→ **Excerpt**:
*** Begin section ***
Patients with the most common type of breast cancer have a continued risk of their cancer recurring and forming incurable tumuors

Scientists have come up with a strategy that could prevent breast cancer from returning in another part of a patient’s body years or decades later.

In what experts have described as a “time bomb”, patients with the most common type of breast cancer – oestrogen receptor positive (ER+) – have a continued risk of their cancer recurring and forming incurable tumours, as secondary or metastatic breast cancer.

Now, research funded by Breast Cancer Now and published in the journal Nature Cancer has revealed how this process happens in the lungs via molecular changes that occur during ageing.

According to the findings, if a protein which is present in the lungs – the PDGF-C protein – increases, which is more likely to happen during ageing, it can cause dormant cancer cells to grow and develop into secondary breast cancer.
*** End section ***
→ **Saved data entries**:
*** Begin section ***
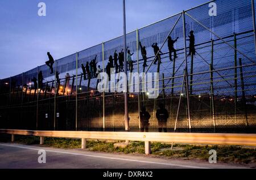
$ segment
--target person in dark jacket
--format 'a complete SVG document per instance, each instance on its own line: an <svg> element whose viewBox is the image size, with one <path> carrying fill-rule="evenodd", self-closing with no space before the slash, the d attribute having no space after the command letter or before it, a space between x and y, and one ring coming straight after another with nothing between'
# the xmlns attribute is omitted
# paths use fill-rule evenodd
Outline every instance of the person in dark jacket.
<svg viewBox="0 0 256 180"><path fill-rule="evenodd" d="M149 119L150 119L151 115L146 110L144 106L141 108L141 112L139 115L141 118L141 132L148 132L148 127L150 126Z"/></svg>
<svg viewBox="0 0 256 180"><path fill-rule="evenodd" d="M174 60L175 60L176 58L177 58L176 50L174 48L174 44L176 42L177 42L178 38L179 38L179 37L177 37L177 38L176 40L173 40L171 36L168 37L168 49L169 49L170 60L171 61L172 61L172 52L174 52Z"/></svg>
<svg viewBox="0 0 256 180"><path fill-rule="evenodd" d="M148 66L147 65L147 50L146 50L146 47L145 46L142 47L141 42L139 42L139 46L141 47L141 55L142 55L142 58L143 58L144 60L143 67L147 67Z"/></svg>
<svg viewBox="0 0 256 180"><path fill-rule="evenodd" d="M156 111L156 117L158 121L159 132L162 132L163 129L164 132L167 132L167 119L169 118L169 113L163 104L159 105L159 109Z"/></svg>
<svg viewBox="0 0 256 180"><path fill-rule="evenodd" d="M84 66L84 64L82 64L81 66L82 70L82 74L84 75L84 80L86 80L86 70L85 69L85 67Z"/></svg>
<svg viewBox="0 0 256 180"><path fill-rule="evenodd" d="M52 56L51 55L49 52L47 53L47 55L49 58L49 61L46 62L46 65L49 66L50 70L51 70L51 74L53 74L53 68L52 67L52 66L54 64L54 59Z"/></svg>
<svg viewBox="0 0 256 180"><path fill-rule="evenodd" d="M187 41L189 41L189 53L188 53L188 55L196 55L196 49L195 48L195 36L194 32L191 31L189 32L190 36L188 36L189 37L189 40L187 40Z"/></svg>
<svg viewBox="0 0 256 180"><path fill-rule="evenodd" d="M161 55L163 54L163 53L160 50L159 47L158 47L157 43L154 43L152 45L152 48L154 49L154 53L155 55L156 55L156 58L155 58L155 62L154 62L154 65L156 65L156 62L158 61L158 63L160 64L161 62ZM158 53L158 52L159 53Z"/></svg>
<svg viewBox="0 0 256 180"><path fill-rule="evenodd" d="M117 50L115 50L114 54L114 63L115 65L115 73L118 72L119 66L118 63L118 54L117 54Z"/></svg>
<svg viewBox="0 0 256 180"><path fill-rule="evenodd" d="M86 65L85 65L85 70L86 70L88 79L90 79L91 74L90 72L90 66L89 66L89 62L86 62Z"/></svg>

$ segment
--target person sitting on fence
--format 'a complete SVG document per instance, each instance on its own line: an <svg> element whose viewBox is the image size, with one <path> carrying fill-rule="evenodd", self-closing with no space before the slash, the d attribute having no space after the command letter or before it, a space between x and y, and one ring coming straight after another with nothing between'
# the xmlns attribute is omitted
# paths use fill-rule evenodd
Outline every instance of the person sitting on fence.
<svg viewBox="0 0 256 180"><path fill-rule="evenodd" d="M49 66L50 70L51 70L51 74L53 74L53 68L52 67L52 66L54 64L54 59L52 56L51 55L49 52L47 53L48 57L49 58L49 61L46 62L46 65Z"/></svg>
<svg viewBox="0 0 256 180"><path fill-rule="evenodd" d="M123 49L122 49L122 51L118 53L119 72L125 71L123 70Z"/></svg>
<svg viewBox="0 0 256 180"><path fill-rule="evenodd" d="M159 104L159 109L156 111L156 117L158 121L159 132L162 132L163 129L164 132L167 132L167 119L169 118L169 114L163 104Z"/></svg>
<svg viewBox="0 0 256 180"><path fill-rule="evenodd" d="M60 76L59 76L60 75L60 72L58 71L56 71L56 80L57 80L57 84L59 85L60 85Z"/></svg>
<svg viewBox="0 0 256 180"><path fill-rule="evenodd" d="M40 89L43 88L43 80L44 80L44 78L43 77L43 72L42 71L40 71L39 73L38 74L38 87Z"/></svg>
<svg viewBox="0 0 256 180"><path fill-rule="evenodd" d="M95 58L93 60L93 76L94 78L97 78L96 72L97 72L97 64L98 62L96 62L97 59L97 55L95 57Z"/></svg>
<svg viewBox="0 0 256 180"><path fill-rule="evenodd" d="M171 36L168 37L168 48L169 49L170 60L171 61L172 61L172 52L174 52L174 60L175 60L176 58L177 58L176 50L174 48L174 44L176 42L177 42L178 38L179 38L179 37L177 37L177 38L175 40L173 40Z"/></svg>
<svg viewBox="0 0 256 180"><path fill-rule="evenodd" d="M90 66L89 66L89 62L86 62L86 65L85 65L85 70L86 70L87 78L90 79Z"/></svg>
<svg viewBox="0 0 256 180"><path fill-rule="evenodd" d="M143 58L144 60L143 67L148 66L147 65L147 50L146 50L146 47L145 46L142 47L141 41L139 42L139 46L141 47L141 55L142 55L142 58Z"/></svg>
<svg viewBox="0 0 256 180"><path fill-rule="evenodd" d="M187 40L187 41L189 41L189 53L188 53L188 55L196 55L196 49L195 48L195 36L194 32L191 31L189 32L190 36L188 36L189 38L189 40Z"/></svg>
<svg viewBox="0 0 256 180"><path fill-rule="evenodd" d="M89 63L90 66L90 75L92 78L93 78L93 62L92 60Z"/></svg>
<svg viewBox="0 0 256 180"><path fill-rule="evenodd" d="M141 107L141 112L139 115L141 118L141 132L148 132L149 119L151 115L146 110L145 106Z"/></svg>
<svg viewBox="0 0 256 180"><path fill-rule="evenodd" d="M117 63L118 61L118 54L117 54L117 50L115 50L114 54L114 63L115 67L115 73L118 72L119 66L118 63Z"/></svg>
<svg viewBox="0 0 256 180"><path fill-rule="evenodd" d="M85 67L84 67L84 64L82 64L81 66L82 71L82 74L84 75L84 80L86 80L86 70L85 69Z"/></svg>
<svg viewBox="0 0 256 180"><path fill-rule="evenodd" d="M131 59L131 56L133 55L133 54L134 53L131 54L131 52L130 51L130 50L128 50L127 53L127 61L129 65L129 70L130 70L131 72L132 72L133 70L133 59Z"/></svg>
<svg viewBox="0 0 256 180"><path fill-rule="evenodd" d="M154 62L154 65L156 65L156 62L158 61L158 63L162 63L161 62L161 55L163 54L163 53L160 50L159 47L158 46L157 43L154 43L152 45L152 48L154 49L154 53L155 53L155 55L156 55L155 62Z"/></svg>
*** End section ***
*** Begin section ***
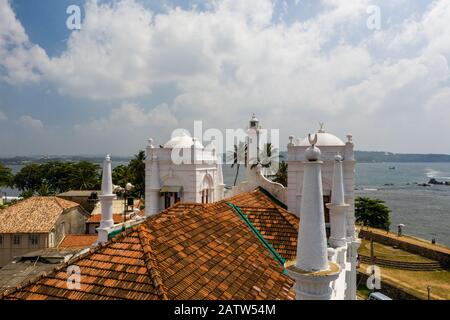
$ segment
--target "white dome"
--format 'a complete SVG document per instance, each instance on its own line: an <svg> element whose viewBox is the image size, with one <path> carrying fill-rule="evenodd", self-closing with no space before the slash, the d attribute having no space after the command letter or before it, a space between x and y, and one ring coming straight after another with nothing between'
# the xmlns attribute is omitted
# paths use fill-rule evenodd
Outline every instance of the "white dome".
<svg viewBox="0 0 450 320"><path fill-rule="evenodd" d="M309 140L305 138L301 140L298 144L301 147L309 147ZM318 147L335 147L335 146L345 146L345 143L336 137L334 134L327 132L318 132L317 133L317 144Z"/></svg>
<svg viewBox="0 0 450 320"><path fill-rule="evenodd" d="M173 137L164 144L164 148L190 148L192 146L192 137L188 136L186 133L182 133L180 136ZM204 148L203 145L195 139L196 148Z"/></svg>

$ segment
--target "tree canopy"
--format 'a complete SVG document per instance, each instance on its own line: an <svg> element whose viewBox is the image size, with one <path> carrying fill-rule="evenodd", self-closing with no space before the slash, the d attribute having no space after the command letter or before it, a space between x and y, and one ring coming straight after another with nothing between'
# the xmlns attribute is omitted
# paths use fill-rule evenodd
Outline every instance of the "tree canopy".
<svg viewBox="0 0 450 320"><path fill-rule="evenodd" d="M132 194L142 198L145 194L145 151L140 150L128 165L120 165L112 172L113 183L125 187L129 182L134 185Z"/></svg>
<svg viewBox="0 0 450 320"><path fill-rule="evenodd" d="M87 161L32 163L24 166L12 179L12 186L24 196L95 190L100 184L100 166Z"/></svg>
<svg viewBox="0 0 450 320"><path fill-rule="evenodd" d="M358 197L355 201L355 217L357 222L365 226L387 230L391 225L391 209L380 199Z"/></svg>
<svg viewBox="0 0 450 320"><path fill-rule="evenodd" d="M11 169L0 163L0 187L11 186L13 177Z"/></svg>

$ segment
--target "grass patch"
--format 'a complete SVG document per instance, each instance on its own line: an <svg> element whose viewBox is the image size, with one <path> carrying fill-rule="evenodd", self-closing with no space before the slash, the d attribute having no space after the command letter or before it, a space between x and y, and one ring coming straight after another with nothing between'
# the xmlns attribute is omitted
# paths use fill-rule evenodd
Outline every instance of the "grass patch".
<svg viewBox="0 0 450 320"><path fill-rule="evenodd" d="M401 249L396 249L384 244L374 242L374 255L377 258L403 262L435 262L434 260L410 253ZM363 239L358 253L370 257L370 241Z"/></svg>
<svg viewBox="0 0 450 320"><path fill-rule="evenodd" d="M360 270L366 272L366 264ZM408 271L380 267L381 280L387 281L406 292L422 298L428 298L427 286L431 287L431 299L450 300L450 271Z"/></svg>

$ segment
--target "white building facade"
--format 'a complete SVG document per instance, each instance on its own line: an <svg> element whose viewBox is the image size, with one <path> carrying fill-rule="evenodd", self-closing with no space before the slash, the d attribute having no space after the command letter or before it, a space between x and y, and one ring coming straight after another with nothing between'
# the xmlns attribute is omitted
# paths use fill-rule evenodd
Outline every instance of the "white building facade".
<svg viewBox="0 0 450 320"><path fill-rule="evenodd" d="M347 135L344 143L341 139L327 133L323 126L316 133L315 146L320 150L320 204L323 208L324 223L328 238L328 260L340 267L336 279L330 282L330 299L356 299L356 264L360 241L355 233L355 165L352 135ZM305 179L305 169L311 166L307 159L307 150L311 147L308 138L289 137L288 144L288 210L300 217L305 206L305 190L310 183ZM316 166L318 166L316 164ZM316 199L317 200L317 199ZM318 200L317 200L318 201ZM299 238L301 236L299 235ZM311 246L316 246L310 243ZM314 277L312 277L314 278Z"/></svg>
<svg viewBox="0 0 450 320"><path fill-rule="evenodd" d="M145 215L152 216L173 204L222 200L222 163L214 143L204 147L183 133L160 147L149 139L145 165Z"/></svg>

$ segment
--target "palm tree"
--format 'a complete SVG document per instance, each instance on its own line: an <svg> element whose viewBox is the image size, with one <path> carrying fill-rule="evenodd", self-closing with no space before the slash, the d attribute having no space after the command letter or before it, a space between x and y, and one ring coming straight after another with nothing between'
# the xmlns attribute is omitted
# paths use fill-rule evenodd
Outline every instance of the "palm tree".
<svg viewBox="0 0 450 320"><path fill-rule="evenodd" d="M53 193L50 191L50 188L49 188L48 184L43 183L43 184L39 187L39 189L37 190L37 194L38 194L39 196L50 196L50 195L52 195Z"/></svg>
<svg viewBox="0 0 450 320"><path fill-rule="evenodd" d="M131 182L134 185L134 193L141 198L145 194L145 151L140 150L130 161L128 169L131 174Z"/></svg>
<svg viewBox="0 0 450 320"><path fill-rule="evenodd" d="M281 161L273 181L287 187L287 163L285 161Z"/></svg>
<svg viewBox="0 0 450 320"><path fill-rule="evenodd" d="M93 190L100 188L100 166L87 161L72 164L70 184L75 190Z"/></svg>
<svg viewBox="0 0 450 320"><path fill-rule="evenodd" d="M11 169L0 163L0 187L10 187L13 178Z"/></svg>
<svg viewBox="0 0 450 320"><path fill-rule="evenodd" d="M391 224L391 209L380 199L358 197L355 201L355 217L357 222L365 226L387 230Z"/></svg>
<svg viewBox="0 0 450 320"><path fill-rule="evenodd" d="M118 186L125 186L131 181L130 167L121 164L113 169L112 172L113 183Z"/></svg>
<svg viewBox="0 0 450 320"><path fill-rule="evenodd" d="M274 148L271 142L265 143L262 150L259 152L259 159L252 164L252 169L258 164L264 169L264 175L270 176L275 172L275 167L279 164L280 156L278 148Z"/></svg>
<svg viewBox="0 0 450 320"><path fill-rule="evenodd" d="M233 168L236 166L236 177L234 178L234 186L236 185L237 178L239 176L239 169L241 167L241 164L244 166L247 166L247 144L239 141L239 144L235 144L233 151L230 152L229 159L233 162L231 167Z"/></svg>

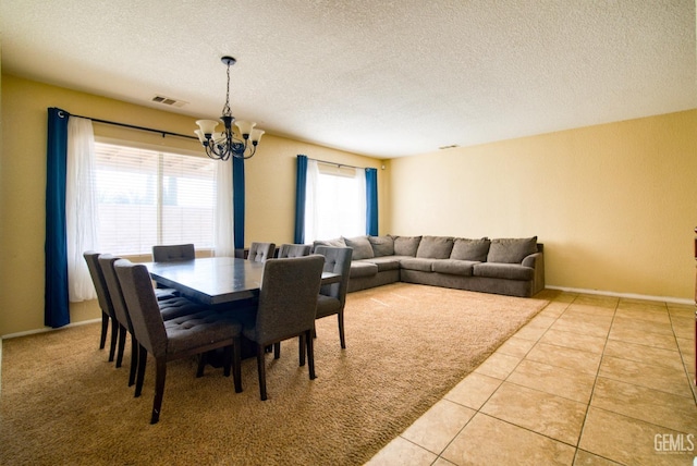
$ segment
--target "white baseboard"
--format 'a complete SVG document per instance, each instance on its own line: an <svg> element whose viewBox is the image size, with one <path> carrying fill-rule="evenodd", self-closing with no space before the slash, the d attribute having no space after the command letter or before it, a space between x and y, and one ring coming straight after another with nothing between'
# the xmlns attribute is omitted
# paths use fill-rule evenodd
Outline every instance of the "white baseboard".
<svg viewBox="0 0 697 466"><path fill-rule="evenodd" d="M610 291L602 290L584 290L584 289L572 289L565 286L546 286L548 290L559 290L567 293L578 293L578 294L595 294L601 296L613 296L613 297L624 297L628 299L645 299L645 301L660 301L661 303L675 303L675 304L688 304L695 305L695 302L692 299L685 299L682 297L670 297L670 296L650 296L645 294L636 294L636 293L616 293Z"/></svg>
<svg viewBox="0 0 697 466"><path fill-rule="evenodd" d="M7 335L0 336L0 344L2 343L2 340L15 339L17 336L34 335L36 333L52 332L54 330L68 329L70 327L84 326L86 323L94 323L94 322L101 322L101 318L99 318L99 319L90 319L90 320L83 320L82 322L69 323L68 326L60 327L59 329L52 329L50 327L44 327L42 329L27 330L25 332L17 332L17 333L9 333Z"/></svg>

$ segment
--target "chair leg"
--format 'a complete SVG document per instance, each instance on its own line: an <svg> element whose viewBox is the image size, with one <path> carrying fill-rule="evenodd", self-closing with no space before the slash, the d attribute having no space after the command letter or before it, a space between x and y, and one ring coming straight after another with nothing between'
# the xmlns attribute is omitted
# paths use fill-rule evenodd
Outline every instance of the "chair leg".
*** End section ***
*** Begin section ***
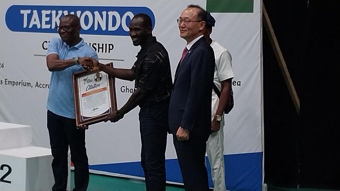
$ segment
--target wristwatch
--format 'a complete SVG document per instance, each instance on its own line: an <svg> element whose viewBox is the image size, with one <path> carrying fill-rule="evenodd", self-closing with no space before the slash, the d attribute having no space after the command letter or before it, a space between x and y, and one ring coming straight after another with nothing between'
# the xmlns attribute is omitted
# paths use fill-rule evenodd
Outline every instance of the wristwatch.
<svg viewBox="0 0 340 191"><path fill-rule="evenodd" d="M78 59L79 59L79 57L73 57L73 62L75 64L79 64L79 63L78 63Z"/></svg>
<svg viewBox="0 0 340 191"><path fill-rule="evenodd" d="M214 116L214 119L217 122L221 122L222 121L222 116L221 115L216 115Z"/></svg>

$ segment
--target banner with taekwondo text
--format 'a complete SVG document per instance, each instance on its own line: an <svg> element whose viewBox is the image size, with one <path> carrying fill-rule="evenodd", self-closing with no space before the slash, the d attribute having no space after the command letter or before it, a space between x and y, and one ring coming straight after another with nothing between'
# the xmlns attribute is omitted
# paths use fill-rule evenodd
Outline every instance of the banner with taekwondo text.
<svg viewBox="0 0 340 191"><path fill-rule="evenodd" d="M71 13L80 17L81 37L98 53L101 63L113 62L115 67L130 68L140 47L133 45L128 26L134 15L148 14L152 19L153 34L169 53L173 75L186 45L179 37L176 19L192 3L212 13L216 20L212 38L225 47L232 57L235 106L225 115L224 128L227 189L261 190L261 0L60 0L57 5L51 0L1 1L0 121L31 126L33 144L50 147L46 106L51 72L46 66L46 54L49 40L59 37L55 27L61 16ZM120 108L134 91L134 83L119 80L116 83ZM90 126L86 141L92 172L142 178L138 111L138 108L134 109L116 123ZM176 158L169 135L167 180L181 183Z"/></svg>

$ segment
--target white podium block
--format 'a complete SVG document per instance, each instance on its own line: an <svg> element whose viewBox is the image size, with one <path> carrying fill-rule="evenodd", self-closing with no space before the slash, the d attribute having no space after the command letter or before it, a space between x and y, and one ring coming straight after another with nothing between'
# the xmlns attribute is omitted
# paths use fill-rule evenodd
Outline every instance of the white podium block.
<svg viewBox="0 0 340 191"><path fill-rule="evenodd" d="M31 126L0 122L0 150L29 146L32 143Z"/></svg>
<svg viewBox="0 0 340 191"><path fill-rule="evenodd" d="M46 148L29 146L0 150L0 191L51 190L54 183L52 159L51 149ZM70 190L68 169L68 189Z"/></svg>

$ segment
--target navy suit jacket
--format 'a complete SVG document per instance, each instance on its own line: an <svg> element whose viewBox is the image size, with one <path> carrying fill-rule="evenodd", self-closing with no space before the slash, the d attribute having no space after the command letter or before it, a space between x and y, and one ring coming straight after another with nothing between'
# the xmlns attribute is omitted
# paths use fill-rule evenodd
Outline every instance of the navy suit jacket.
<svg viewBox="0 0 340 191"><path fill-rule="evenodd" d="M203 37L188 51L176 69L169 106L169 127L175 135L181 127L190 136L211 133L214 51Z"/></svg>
*** End section ***
→ **Instructions**:
1. In the excerpt on breast cancer recurrence, which protein in the lungs can cause dormant cancer cells to grow into secondary breast cancer when its level increases?
2. Proceed with the excerpt on breast cancer recurrence, writing on from its final sentence.

→ **Written answers**:
1. The PDGF-C protein.

2.
Working with mice with ER+ tumours, researchers targeted the protein with an existing drug called imatinib to see if it would impact cancer growth.

The mice were treated with the drug both before and after the tumours had developed. According to the study, for both groups, the cancer growth in the lung was significantly reduced.

Dr Frances Turrell, postdoctoral training fellow in the Division of Breast Cancer Research at The Institute of Cancer Research, London, (ICR) said: “We’ve discovered how ageing lung tissue can trigger these cancer cells to ‘reawaken’ and develop into tumours and uncovered a potential strategy to ‘defuse’ these ‘time bombs’.

“We now plan to better unpick how patients might benefit from the existing drug imatinib and, in the long term, aim to create more specific treatments targeted at the ‘reawakening’ mechanism.”

Dr Simon Vincent, director of research, support and influencing at Breast Cancer Now, added: “This exciting discovery brings us a step closer to understanding how we can slow down or stop the development of ER+ secondary breast cancer in the lung.

“It has the potential to benefit thousands of women living with this ‘time bomb’ in the future, ensuring fewer patients receive the devastating news the disease has spread.”

Up to 80 per cent of primary breast cancers are ER+ and they make up some 44,000 cases in the UK each year.

Rachel Davies, 38, who lives in Swansea, was diagnosed with ER+ breast cancer in 2021 and underwent a mastectomy, lymph node removal, chemotherapy and radiotherapy.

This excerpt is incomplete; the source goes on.